Die Aufgabe:
Gib aus dem folgenden Artikel über den „Fall Karsli“ den Abschnitt wortgetreu aus, der mit den Worten „Am Anfang war“ beginnt und mit „ganze Landstriche verwüstet.“ endet.

Quellenauszug:
----

© JUNGE FREIHEIT Verlag GmbH & Co.  www.jungefreiheit.de    25/02 14. Juni 2002

 
Am Anfang war ein Interview
Der "Fall Karsli" ist mit dem Rückzug des Ex-Grünen aus der NRW-FDP-Fraktion abgeschlossen
Hans-Peter Rissmann

Chaosforscher kleiden ihre Theorie gerne in folgendes Bild: Es sei denkbar, daß in einem komplexen System wie dem des Klimas der Erde, der Flügelschlag eines Schmetterlings eine Kettenreaktion auslöse, an deren Ende ein verheerender Hurrikan stehe, der ganze Landstriche verwüstet.

Im "Fall Karsli", der die FDP und mit ihr die deutsche Öffentlichkeit bis Anfang dieser Woche in Atem hielt, war der "Flügelschlag des Schmetterlings", der den Sturm der Entrüstung und eine wochenlange hysterische Debatte über angeblichen Antisemitismus in der deutschen Politik auslöste, ein Interview in der JUNGEN FREIHEIT. Jamal Karsli, langjähriger grüner Landtagsabgeordneter in Nordrhein-Westfallen, schickte sich im April an, die politischen Fronten zu wechseln. Keine öffentliche Empörung hatte es anderthalb Jahre zuvor gegeben, als Karsli eine grüne Pressemitteilung herausgab, in der er von "Nazimethoden" des israelischen Militärs in den besetzten palästinensischen Gebieten gesprochen hatte.

----

Auszüge aus Zeigedaten
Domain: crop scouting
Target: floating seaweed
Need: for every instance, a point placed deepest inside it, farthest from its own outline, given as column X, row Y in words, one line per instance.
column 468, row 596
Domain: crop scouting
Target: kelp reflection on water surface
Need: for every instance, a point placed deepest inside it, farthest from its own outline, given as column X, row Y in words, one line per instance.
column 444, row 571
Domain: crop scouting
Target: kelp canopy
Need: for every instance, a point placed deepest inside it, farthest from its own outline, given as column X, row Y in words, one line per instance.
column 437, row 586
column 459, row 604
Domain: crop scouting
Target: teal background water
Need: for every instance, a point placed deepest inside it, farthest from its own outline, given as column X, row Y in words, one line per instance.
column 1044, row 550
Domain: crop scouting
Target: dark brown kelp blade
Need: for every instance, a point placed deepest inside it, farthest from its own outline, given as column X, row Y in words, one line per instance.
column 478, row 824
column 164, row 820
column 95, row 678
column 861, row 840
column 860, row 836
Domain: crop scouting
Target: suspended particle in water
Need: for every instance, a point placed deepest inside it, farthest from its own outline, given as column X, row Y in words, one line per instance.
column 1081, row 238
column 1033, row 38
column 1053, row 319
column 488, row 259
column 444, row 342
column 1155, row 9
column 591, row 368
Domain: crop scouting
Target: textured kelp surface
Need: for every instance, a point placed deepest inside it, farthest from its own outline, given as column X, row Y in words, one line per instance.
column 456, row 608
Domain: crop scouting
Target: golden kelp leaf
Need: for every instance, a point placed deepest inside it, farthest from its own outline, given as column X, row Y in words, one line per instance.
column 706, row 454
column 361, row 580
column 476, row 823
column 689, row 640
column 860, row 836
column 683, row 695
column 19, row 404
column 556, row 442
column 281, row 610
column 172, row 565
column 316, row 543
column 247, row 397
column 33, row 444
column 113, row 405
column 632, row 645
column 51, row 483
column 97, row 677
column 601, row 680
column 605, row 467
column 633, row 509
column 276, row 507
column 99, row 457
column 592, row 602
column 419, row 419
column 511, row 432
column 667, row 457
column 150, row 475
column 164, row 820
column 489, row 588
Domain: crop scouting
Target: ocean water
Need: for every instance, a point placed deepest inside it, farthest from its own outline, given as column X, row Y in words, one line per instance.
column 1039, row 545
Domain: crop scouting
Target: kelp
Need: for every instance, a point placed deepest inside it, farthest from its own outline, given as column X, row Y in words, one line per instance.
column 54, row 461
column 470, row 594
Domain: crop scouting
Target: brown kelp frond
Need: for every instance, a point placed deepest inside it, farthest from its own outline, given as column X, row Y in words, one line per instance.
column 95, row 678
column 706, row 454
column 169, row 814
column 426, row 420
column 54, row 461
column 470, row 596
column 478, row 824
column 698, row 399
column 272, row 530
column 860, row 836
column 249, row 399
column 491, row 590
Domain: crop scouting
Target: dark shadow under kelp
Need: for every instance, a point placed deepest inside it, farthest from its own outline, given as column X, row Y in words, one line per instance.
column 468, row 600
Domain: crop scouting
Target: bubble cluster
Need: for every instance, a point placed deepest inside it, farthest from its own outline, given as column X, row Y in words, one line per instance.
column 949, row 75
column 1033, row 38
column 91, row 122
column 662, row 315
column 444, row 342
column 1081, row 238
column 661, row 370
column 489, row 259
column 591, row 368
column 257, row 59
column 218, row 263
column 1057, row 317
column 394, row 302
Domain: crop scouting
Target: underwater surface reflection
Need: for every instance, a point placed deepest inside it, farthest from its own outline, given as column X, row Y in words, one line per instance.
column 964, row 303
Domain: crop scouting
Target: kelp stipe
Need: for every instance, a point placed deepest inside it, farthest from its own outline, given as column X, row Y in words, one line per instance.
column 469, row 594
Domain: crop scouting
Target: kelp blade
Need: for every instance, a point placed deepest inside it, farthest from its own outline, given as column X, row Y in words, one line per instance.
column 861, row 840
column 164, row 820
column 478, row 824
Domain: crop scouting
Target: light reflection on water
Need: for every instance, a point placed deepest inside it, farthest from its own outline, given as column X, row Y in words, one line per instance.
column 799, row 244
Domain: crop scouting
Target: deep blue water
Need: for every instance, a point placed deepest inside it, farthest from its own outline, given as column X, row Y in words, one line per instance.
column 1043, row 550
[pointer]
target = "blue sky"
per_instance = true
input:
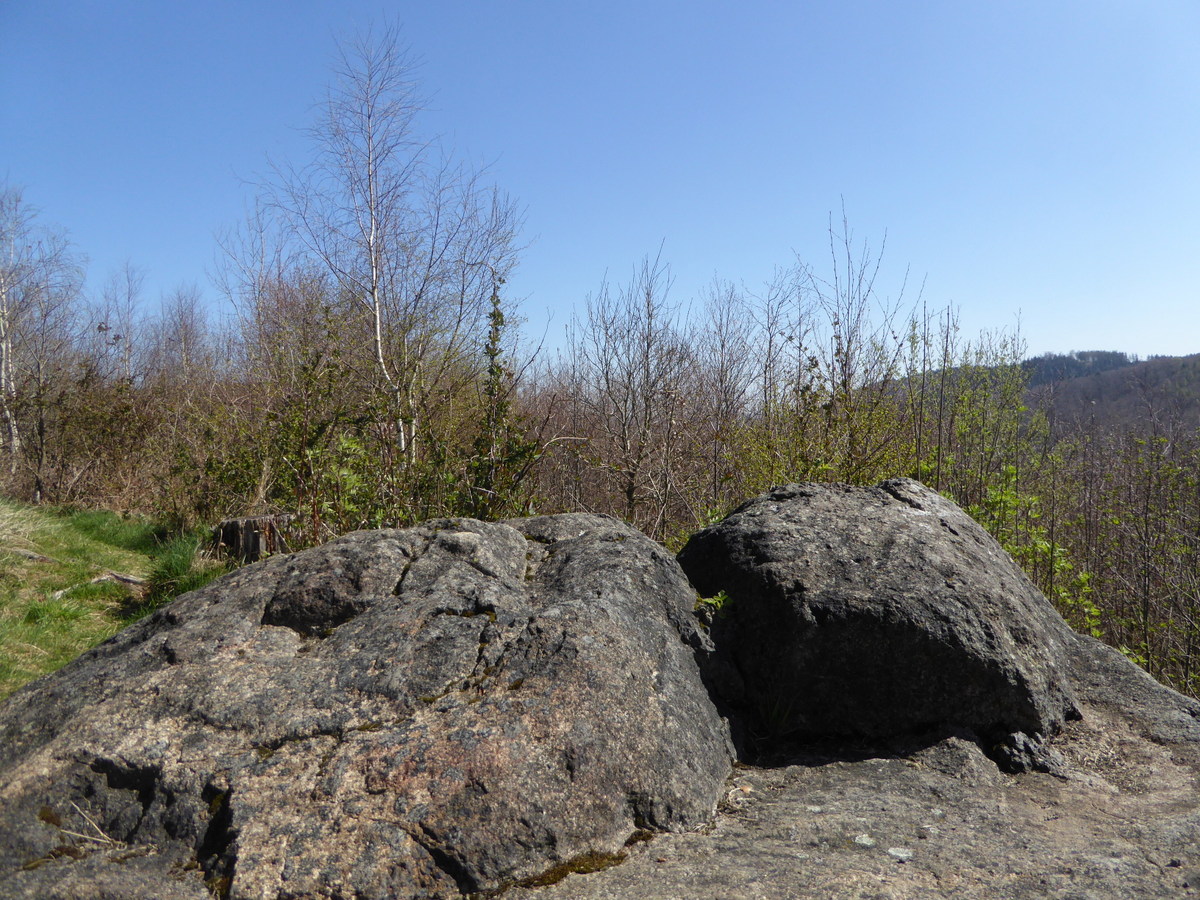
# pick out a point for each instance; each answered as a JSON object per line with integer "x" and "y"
{"x": 1033, "y": 162}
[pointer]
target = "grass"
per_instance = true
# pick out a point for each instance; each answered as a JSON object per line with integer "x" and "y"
{"x": 51, "y": 607}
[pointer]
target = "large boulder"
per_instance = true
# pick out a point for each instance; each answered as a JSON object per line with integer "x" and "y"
{"x": 418, "y": 713}
{"x": 874, "y": 612}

----

Fertige Antwort:
Am Anfang war ein Interview
Der "Fall Karsli" ist mit dem Rückzug des Ex-Grünen aus der NRW-FDP-Fraktion abgeschlossen
Hans-Peter Rissmann

Chaosforscher kleiden ihre Theorie gerne in folgendes Bild: Es sei denkbar, daß in einem komplexen System wie dem des Klimas der Erde, der Flügelschlag eines Schmetterlings eine Kettenreaktion auslöse, an deren Ende ein verheerender Hurrikan stehe, der ganze Landstriche verwüstet.